WHAT IS NEEDED: Go through the data and copy each line that holds "target".

SUPPLIED INFORMATION:

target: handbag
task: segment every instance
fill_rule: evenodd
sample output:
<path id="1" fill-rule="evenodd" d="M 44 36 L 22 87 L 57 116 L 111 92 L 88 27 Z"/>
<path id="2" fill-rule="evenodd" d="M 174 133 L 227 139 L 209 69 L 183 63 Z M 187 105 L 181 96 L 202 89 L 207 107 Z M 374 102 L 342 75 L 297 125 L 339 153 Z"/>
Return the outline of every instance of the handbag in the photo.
* * *
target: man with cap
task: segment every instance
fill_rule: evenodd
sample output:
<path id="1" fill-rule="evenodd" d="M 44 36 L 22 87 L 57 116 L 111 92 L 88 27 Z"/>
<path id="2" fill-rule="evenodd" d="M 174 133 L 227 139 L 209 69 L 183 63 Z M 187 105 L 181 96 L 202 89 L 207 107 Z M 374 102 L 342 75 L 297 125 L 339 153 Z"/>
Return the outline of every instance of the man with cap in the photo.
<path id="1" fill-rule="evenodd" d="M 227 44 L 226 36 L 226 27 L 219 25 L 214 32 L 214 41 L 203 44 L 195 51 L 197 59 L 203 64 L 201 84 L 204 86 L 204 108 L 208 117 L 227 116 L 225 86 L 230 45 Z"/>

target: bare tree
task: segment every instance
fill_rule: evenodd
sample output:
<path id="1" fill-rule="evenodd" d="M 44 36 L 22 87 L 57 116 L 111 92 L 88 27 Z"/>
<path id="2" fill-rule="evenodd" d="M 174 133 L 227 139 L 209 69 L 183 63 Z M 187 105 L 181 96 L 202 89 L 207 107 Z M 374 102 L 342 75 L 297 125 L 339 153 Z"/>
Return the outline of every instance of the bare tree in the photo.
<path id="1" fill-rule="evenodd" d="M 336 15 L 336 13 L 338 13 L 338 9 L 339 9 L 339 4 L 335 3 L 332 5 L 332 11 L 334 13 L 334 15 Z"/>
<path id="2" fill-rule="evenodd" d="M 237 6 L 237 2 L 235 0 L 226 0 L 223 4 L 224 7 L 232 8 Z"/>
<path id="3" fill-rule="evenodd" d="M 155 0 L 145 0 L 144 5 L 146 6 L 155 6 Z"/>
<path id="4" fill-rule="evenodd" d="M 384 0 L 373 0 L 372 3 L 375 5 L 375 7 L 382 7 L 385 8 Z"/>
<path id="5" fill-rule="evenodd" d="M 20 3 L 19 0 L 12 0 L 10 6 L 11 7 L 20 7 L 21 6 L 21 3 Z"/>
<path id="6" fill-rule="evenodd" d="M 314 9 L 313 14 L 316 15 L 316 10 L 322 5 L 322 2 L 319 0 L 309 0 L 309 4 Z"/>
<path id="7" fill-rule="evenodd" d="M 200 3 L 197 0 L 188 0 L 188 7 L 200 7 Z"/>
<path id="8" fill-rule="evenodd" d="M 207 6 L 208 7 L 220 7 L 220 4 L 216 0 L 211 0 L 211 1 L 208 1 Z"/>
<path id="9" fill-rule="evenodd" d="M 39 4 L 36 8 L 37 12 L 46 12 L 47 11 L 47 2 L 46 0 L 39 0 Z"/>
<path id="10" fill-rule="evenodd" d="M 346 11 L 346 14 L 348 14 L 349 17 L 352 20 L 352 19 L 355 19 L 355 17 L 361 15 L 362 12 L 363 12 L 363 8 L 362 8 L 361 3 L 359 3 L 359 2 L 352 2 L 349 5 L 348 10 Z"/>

YOUR RESPONSE:
target: handbag
target: man with cap
target: bare tree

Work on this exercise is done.